-- Excerpted text start --
Accommodating Bursts of Momentary Loudness
by Samantha Wright
Jul 12, 2012 | 1756 views | 0 0 comments | 4 4 recommendations | email to a friend | print
LATE NIGHT LOUDNESS – Mike Gwinn and the North Fork Flyers at a recent gig at O’Briens Pub and Grill in Ouray. A complaint about such late-night live music prompted the Ouray City Council to reevaluate its noise ordinance. (Photo by Samantha Wright)
LATE NIGHT LOUDNESS – Mike Gwinn and the North Fork Flyers at a recent gig at O’Briens Pub and Grill in Ouray. A complaint about such late-night live music prompted the Ouray City Council to reevaluate its noise ordinance. (Photo by Samantha Wright)

Ouray City Council Sounds Off on Noise Ordinance

OURAY - It is easy to agree something ought to be done to improve Ouray’s confusing noise ordinance. But, as the Ouray City Council discovered in a discussion last week, there’s a lot of devil in the details of how to do so.

How close is too close? How loud is too loud? How late is too late? Who gets to decide what’s unreasonably annoying, and what’s not?

“The current code is pretty worthless,” Councilman John Ferguson asserted. “It’s pretty much, what is reasonable to one is not reasonable to another; there is no way you could make a decision on that.”

This problem became apparent in May, when council voted unanimously to renew a popular pub’s liquor license, despite one neighbor’s allegation that the pub’s late-night live music violated the city’s noise ordinance.
-- Excerpted text end --
-- Given information start --
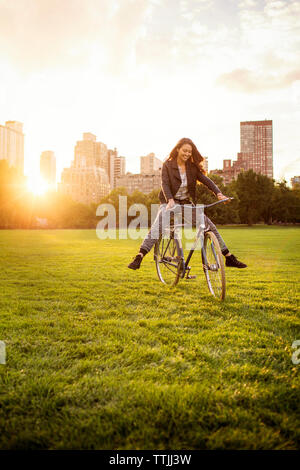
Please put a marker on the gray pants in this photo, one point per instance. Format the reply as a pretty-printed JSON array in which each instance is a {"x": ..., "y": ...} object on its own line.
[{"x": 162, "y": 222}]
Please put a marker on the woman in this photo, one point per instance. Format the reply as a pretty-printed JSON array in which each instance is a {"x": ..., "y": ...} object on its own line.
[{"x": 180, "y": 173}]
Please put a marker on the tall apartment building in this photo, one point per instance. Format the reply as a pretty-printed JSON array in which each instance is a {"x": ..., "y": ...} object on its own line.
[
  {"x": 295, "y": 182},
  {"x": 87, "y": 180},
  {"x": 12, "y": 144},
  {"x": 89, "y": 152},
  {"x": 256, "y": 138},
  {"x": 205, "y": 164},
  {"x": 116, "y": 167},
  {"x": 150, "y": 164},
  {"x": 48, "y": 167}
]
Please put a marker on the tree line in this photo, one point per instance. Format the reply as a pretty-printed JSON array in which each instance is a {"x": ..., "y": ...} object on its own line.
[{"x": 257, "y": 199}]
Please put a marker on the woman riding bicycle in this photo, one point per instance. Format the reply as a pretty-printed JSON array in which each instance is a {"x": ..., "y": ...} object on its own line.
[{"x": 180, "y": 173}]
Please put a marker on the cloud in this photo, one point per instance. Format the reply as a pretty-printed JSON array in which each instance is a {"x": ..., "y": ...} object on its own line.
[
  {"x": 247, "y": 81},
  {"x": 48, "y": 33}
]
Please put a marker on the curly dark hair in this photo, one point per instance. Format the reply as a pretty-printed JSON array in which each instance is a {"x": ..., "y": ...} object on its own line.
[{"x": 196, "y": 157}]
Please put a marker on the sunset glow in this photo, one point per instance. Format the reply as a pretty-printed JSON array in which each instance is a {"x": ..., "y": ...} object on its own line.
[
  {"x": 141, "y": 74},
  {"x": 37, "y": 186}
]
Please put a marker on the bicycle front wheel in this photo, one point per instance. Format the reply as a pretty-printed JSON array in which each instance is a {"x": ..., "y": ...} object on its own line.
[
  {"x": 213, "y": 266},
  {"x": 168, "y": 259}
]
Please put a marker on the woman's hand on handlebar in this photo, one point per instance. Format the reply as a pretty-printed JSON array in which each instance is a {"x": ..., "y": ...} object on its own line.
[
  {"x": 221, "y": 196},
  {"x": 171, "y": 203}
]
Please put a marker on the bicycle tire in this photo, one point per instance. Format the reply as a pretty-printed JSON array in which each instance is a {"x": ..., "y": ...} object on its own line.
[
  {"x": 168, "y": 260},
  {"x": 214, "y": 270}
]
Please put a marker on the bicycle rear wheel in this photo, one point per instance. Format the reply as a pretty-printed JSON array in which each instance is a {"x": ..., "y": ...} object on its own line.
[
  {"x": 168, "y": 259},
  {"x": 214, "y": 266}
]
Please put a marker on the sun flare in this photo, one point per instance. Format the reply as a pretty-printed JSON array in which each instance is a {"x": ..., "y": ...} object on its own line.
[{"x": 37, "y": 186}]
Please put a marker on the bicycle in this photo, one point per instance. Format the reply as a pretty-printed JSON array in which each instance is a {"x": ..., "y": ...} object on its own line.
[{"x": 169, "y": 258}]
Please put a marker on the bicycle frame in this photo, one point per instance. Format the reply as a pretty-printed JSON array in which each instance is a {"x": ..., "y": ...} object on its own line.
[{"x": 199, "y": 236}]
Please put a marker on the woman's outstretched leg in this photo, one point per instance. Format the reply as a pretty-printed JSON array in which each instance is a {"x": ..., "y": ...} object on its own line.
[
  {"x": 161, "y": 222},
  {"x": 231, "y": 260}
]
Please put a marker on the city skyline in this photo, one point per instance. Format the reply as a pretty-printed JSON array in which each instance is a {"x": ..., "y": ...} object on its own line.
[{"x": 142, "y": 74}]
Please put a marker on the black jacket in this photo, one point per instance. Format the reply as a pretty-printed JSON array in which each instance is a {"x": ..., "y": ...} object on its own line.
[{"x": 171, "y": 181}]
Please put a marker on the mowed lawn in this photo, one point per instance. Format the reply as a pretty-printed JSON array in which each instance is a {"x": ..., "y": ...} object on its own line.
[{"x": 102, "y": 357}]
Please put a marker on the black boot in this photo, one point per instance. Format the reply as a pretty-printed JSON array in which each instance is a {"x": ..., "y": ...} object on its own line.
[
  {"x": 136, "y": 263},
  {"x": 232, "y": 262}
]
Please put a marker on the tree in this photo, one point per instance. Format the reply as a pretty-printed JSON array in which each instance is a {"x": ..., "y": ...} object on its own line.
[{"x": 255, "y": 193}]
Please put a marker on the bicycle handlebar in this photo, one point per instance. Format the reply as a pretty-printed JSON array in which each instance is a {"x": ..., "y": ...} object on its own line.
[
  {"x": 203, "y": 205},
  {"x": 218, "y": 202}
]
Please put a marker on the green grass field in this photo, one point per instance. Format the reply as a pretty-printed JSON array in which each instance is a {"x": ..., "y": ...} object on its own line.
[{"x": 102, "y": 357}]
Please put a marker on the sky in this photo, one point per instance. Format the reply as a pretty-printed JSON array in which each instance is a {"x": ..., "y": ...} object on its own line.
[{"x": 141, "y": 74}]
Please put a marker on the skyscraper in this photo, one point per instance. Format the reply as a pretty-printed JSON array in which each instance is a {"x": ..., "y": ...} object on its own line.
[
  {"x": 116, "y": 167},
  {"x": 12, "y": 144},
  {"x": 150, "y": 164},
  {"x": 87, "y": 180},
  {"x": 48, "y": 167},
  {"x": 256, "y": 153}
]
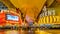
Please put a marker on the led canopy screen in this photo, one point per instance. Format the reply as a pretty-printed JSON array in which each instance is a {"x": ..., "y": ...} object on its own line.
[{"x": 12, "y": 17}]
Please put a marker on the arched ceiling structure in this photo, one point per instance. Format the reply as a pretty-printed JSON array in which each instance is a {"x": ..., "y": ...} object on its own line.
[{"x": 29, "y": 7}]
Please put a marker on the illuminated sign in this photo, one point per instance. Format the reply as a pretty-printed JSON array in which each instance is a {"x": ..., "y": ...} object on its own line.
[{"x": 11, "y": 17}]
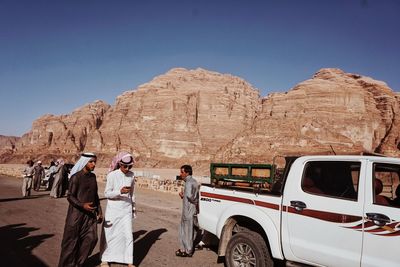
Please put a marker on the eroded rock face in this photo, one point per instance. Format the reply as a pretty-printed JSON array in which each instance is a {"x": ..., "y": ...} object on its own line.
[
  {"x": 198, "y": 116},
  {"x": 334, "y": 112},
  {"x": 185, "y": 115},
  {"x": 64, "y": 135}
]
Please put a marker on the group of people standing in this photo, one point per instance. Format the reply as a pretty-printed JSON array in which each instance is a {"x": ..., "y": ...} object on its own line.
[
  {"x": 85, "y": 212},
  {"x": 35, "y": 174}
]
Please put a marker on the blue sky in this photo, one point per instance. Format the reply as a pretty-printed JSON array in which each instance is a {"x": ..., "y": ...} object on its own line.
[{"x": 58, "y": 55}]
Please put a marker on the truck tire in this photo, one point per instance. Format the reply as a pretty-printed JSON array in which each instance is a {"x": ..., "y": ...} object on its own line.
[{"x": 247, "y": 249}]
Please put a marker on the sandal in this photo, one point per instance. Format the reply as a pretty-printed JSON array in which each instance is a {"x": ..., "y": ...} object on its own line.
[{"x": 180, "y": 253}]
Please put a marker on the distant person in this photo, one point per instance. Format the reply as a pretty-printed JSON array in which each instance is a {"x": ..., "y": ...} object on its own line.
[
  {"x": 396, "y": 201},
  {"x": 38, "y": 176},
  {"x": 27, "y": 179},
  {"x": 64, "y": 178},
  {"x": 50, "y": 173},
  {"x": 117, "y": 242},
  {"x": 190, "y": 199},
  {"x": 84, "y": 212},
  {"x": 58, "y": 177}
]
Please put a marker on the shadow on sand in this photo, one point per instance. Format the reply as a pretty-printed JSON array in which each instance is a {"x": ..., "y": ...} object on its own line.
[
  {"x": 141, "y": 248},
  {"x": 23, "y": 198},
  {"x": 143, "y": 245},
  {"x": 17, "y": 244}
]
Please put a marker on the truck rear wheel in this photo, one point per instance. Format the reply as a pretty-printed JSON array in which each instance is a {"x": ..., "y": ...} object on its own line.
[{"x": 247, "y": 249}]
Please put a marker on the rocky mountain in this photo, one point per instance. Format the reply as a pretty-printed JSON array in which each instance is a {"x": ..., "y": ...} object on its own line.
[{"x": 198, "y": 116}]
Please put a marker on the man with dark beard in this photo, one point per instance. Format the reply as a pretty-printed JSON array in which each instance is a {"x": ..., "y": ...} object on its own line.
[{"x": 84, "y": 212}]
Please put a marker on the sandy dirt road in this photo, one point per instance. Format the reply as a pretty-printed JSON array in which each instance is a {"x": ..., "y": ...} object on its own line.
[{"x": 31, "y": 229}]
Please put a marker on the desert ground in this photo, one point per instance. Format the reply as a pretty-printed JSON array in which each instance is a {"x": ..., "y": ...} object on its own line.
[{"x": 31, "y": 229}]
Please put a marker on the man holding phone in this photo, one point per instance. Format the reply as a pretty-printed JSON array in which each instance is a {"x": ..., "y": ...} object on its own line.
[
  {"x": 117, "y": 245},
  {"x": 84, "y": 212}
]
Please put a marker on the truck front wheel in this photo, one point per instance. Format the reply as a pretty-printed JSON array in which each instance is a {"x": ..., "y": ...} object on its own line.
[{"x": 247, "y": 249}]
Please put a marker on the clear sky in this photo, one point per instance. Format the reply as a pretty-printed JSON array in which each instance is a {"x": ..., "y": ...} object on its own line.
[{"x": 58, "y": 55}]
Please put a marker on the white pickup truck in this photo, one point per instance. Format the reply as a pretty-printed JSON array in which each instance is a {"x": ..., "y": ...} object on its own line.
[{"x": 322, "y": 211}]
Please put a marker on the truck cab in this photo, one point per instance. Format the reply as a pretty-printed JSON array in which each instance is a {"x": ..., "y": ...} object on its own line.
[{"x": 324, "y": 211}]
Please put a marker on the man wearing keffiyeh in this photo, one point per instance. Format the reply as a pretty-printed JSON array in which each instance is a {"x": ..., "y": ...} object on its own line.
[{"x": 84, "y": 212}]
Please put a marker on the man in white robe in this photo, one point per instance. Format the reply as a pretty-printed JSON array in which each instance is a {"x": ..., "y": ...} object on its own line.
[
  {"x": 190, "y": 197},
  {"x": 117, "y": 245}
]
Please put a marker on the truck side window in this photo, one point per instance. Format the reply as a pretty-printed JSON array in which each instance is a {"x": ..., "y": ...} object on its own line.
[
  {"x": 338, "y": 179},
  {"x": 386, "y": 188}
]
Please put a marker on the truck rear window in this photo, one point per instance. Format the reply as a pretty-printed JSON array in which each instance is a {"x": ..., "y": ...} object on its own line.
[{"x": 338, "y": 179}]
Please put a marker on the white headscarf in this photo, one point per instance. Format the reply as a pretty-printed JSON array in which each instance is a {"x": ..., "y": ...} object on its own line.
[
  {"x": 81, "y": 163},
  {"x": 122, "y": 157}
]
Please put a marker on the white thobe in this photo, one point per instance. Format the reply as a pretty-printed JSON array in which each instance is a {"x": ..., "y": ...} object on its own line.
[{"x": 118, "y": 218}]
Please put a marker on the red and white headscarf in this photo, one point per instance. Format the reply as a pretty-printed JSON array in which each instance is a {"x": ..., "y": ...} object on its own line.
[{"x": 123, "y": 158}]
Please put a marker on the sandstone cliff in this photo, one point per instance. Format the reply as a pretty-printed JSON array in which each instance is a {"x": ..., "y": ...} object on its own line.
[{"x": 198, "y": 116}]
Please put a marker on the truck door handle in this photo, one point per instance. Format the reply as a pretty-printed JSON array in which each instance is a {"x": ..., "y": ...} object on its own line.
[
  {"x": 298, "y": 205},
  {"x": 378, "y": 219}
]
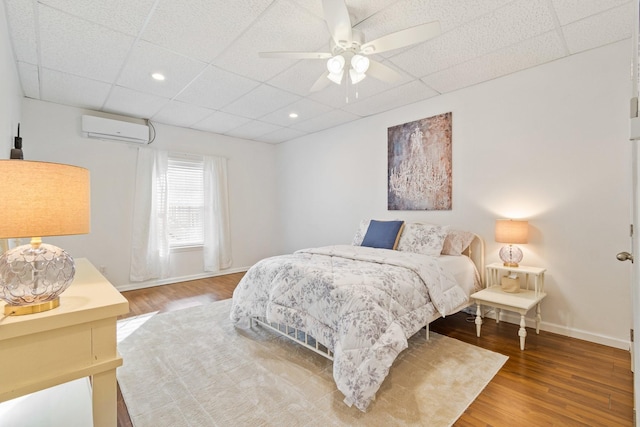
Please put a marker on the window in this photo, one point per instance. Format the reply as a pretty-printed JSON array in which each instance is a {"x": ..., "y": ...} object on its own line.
-- Given information end --
> Problems to solve:
a - In the noise ordinance article, who said the current code is "pretty worthless"?
b - Return the stretch of the noise ordinance article from "OURAY - It is" through "and what’s not?".

> Results in order:
a - Councilman John Ferguson

b -
OURAY - It is easy to agree something ought to be done to improve Ouray’s confusing noise ordinance. But, as the Ouray City Council discovered in a discussion last week, there’s a lot of devil in the details of how to do so.

How close is too close? How loud is too loud? How late is too late? Who gets to decide what’s unreasonably annoying, and what’s not?